Rats were placed into tubes akin to the ones we revealed in our article last year [link]. The seven-week-old, male Charles River Sprague Dawley rats were fed on “commercially certified rat chow” before breathing nothing but vapour for 3.3 second bursts, twice per minute, coming from a 0.15ohm KangerTech nickel head at unknown wattage. This continued for three solid hours, day after day.

Charles Ansong, co-author, said: “There have been a number of studies on this, and they generally have gross measures that say, 'OK, there's some oxidative stress going on here, but we don't really know what's going on. But this technique identifies which proteins are being modified, which sites are modified, and it suggests how likely they are to impact protein function and molecular pathways. It gives us a lot of insight into the mechanism behind the injurious effects of e-cigarettes."

The selection of the word “injurious” is odd given the his colleague’s comment. Bioanalytical chemist and co-author Wei-Jun Qian says he believes the results clearly show that vaping impacts cell function in the lungs, although he is unable to quantify the level of damage or put it in context with the alternative of smoking. If you are going to say something is “injurious”, you have to be able to define it – something neither of them can do.

Another co-author, Matthew McGraw, a physician scientist in Paediatric Pulmonary Medicine at the University of Rochester Medical Center, added: “I don't think many people think about how thick or viscous these liquids are. Vegetable glycerin is used in cooking oil. To heat that cooking oil and inhale it into your lungs, when you think about it, even just visually, that's quite a thing to do.”

- Assigned task A:
Answer these questions from the vaping study text:
(i) How old were the rats?
(ii) For how long did the exposure continue each day?
(iii) At which institution does Matthew McGraw work?
- Assigned task B:
Reproduce the vaping study text from "The selection of" up to and including "them can do.".
- Assigned task C:
State whether each statement agrees with the vaping study text, and support each verdict with the deciding words quoted from it:
(i) The rats used were female.
(ii) Wei-Jun Qian is able to quantify the level of damage.
(iii) The rats received vapor in 3.3-second bursts twice per minute.

Data items
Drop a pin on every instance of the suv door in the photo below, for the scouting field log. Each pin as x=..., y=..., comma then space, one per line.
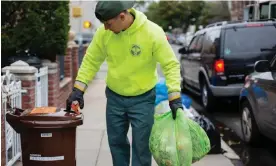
x=267, y=101
x=186, y=67
x=195, y=62
x=209, y=52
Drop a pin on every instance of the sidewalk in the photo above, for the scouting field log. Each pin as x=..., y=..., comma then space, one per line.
x=92, y=145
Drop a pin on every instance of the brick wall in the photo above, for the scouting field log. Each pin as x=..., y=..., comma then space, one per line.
x=3, y=142
x=58, y=91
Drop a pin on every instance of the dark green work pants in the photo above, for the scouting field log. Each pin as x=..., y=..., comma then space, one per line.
x=137, y=111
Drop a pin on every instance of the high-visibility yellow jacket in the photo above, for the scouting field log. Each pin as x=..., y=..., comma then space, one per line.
x=132, y=58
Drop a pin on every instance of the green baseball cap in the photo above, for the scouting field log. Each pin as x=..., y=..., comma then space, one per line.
x=106, y=10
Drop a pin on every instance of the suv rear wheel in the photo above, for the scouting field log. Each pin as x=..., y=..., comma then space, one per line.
x=207, y=97
x=250, y=131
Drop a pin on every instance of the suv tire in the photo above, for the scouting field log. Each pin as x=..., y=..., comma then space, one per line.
x=207, y=98
x=248, y=123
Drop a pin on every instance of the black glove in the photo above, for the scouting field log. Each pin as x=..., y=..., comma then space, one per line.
x=174, y=105
x=76, y=95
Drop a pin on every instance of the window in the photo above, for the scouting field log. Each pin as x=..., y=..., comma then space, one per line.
x=192, y=46
x=199, y=43
x=249, y=40
x=264, y=11
x=210, y=40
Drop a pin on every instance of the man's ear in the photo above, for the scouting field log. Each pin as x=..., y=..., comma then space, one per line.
x=122, y=16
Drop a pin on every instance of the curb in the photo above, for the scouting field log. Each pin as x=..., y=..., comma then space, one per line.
x=230, y=153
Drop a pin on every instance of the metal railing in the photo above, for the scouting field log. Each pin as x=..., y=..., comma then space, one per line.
x=41, y=89
x=11, y=96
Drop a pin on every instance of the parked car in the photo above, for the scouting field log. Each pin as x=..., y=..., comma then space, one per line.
x=258, y=102
x=218, y=58
x=171, y=38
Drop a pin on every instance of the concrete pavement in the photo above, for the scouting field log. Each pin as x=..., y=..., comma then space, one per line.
x=92, y=145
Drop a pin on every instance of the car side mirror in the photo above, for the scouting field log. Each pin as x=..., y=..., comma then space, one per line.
x=182, y=50
x=262, y=66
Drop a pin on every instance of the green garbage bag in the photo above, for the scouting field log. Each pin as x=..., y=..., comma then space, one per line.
x=170, y=140
x=200, y=141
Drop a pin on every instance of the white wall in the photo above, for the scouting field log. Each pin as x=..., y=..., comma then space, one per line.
x=88, y=9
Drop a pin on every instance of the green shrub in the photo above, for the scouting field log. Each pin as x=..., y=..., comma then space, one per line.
x=38, y=26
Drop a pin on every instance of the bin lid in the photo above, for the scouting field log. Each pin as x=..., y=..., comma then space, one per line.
x=49, y=114
x=43, y=117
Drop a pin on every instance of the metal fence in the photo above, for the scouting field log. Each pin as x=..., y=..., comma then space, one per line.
x=41, y=89
x=11, y=93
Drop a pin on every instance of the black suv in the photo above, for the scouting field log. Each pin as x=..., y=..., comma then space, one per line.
x=219, y=57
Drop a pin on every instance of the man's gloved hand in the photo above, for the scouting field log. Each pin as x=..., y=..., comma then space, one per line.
x=76, y=95
x=175, y=104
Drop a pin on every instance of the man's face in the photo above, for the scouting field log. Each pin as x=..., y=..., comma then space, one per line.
x=115, y=24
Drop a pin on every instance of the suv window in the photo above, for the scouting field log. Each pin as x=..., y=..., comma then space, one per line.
x=209, y=41
x=196, y=44
x=192, y=46
x=199, y=43
x=248, y=40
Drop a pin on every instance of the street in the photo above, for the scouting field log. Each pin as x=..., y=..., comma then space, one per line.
x=227, y=119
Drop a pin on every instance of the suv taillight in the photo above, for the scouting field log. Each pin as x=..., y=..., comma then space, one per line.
x=219, y=66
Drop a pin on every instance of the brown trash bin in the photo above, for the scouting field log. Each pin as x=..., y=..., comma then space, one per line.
x=47, y=139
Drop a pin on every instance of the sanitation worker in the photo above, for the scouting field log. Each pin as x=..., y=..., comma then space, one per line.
x=132, y=46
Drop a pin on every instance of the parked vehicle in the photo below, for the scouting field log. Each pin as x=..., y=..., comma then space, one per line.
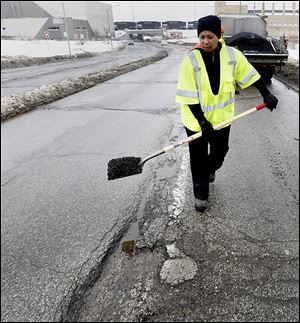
x=148, y=25
x=174, y=24
x=248, y=33
x=121, y=25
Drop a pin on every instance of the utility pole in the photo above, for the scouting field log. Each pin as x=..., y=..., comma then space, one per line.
x=66, y=28
x=132, y=11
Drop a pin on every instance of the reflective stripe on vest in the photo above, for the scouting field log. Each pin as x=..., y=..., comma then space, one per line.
x=232, y=61
x=187, y=94
x=197, y=71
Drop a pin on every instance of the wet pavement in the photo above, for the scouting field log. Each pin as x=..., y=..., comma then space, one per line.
x=76, y=247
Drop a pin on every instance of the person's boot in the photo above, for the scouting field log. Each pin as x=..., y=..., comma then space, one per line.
x=200, y=205
x=212, y=177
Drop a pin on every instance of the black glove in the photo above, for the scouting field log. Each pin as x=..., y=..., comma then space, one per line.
x=271, y=101
x=207, y=129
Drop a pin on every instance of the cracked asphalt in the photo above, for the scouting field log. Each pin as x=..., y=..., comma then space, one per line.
x=65, y=230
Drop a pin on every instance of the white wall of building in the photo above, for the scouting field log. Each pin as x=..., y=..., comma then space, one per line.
x=26, y=28
x=98, y=14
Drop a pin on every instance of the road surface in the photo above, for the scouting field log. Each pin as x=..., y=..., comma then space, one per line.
x=64, y=224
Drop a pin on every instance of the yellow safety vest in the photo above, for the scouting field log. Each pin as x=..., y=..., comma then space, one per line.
x=193, y=86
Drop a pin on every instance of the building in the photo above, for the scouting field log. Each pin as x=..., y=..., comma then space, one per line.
x=49, y=19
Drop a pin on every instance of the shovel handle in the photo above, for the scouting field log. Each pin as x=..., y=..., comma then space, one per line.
x=199, y=134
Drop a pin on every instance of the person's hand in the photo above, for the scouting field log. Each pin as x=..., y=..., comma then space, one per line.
x=271, y=101
x=207, y=129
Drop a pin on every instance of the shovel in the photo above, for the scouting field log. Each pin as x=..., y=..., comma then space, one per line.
x=127, y=166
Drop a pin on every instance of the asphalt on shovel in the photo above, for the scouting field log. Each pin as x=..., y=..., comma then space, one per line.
x=127, y=166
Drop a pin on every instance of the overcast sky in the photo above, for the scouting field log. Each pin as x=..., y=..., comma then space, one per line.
x=176, y=10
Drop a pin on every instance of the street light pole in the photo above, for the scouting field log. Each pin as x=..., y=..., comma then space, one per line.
x=66, y=28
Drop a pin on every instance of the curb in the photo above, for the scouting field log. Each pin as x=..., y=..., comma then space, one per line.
x=15, y=104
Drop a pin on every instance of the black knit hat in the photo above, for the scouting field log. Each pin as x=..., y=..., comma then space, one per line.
x=211, y=23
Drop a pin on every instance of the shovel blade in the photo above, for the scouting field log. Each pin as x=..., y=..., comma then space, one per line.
x=122, y=167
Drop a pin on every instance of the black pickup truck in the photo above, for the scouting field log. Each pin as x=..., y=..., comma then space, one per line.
x=248, y=33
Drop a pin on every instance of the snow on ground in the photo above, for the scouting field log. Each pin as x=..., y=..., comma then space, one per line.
x=48, y=48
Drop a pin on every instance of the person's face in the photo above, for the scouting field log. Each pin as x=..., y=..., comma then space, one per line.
x=208, y=40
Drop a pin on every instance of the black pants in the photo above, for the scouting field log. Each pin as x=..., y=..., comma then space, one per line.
x=203, y=163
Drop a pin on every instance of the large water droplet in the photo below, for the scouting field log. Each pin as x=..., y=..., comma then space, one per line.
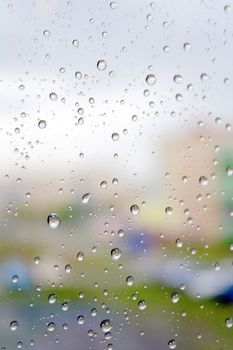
x=106, y=325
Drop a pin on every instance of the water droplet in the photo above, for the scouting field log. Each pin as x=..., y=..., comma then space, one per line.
x=53, y=220
x=177, y=79
x=103, y=184
x=42, y=124
x=106, y=325
x=203, y=180
x=121, y=233
x=187, y=47
x=150, y=79
x=179, y=243
x=229, y=322
x=51, y=326
x=65, y=306
x=175, y=298
x=179, y=97
x=101, y=65
x=37, y=260
x=129, y=281
x=142, y=305
x=52, y=298
x=78, y=75
x=46, y=33
x=172, y=344
x=68, y=268
x=169, y=210
x=227, y=8
x=229, y=171
x=134, y=209
x=75, y=43
x=80, y=256
x=14, y=325
x=116, y=253
x=85, y=198
x=93, y=312
x=115, y=136
x=81, y=319
x=204, y=77
x=15, y=279
x=53, y=96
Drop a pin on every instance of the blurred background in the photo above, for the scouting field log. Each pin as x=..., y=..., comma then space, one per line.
x=116, y=174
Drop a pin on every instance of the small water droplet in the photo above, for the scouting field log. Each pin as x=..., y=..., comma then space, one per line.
x=177, y=79
x=187, y=47
x=75, y=43
x=53, y=220
x=115, y=136
x=172, y=344
x=52, y=298
x=229, y=322
x=129, y=281
x=51, y=326
x=42, y=124
x=53, y=96
x=134, y=209
x=101, y=65
x=85, y=198
x=116, y=253
x=14, y=325
x=229, y=171
x=106, y=325
x=150, y=79
x=142, y=305
x=203, y=180
x=81, y=319
x=175, y=298
x=46, y=33
x=168, y=210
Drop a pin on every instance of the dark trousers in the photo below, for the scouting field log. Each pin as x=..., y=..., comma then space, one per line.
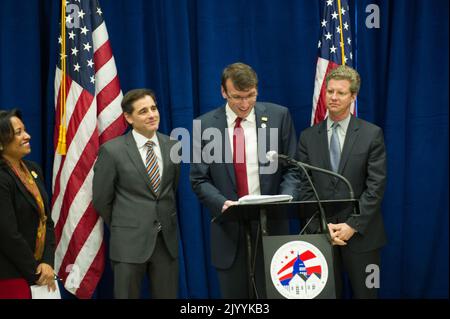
x=355, y=265
x=234, y=280
x=161, y=269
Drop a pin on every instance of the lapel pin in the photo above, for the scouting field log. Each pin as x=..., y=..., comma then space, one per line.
x=264, y=119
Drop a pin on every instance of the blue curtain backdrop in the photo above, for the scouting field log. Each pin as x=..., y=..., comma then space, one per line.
x=179, y=48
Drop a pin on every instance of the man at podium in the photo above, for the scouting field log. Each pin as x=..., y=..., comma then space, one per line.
x=244, y=125
x=355, y=149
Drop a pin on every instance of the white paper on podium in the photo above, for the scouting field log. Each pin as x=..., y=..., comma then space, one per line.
x=262, y=199
x=41, y=292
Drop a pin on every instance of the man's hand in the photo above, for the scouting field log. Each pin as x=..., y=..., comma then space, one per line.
x=47, y=276
x=227, y=204
x=340, y=233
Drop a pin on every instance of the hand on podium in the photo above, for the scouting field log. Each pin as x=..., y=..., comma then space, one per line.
x=340, y=233
x=227, y=204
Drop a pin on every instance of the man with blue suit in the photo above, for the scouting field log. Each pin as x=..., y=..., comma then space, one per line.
x=248, y=130
x=355, y=149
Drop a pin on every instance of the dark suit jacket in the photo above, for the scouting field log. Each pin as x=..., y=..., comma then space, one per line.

- Task output A:
(i) Seven weeks old.
(ii) Three hours.
(iii) The University of Rochester Medical Center.

- Task output B:
The selection of the word “injurious” is odd given the his colleague’s comment. Bioanalytical chemist and co-author Wei-Jun Qian says he believes the results clearly show that vaping impacts cell function in the lungs, although he is unable to quantify the level of damage or put it in context with the alternative of smoking. If you are going to say something is “injurious”, you have to be able to define it – something neither of them can do.

- Task output C:
(i) No: "The seven-week-old, male Charles River Sprague Dawley rats"
(ii) No: "he is unable to quantify the level of damage"
(iii) Yes: "breathing nothing but vapour for 3.3 second bursts, twice per minute"